Miscellaneous receivable accounts require particular attention in all phases of the management function because they represent a large number of transactions that arise from all types of activities throughout the University System. The bulk of the transactions involve relatively small amounts that become significant when taken as a whole. The potential for bad debts is high due to the fact that most debtors do not do business with the University System regularly.

There are three basic types of miscellaneous receivable transactions that require the granting of credit: student fines, departmental services, and special agreements.

  1. Student Fines: Miscellaneous invoices to students are primarily the result of punitive action for failure to comply with institution or departmental regulations. In most cases, the student is not available at the time it is determined that a fine is in order. Consequently, a bill must be issued notifying the student of his/her fine, and the University System is obligated to grant temporary credit to the student. A restriction of services to the student must be implemented as described in section 10.1.1.

  2. Departmental Services: Many institution departments are authorized to provide services or products to students and the general public. In these cases, the solicitation of customers and generation of income are not primary aims of the activities. As most transactions are for small amounts, the preparation of a bill and the granting of credit are properly influenced more by the need for the service than by the ability to pay. The risk of a few bad debts is acceptable compared to the avoidable administrative cost of credit investigation.

  3. Special Agreements: To handle recurring transactions with outside organizations, an institution will often establish special arrangements. Establishment of credit and timeliness of billing these cases should conform to normal commercial practice. Regular billing cycles will minimize the credit risk involved in these transactions.
**********
Required actions -
A) Write out the passage on miscellaneous receivable accounts in full, word for word.
B) Lay out the part of the rows that opens with the line containing "locate the pen cap in the photo above" and closes with the end of the rows as a JSON list of strings, one string per line, with blank lines omitted. Include only the lines in that part.

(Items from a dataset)
**********
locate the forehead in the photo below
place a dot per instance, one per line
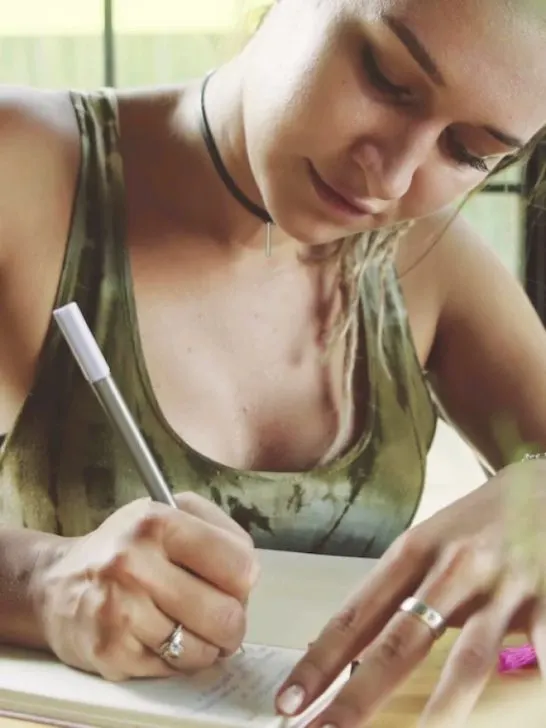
(492, 53)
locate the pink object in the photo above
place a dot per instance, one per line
(517, 658)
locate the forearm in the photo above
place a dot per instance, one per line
(24, 556)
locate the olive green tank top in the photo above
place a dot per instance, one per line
(63, 469)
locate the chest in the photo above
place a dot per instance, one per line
(234, 355)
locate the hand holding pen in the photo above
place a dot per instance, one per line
(161, 585)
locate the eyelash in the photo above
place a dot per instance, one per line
(402, 96)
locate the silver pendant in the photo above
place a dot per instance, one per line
(268, 235)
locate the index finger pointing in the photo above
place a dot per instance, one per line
(354, 627)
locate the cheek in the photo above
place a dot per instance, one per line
(432, 189)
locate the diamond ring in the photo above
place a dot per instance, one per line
(173, 647)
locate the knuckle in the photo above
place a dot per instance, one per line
(149, 525)
(392, 648)
(224, 622)
(410, 547)
(112, 674)
(457, 556)
(190, 502)
(474, 659)
(231, 620)
(346, 621)
(206, 655)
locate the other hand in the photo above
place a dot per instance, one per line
(481, 563)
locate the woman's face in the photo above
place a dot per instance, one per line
(362, 113)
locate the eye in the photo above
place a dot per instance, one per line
(462, 156)
(380, 81)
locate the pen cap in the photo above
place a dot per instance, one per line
(82, 343)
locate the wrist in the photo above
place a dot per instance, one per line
(47, 555)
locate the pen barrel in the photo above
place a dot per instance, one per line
(114, 405)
**********
Solutions to the tasks -
A)
Miscellaneous receivable accounts require particular attention in all phases of the management function because they represent a large number of transactions that arise from all types of activities throughout the University System. The bulk of the transactions involve relatively small amounts that become significant when taken as a whole. The potential for bad debts is high due to the fact that most debtors do not do business with the University System regularly.

There are three basic types of miscellaneous receivable transactions that require the granting of credit: student fines, departmental services, and special agreements.

  1. Student Fines: Miscellaneous invoices to students are primarily the result of punitive action for failure to comply with institution or departmental regulations. In most cases, the student is not available at the time it is determined that a fine is in order. Consequently, a bill must be issued notifying the student of his/her fine, and the University System is obligated to grant temporary credit to the student. A restriction of services to the student must be implemented as described in section 10.1.1.

  2. Departmental Services: Many institution departments are authorized to provide services or products to students and the general public. In these cases, the solicitation of customers and generation of income are not primary aims of the activities. As most transactions are for small amounts, the preparation of a bill and the granting of credit are properly influenced more by the need for the service than by the ability to pay. The risk of a few bad debts is acceptable compared to the avoidable administrative cost of credit investigation.

  3. Special Agreements: To handle recurring transactions with outside organizations, an institution will often establish special arrangements. Establishment of credit and timeliness of billing these cases should conform to normal commercial practice. Regular billing cycles will minimize the credit risk involved in these transactions.

B)
[
  "locate the pen cap in the photo above",
  "place a dot per instance, one per line",
  "(82, 343)",
  "locate the wrist in the photo above",
  "place a dot per instance, one per line",
  "(47, 555)",
  "locate the pen barrel in the photo above",
  "place a dot per instance, one per line",
  "(114, 405)"
]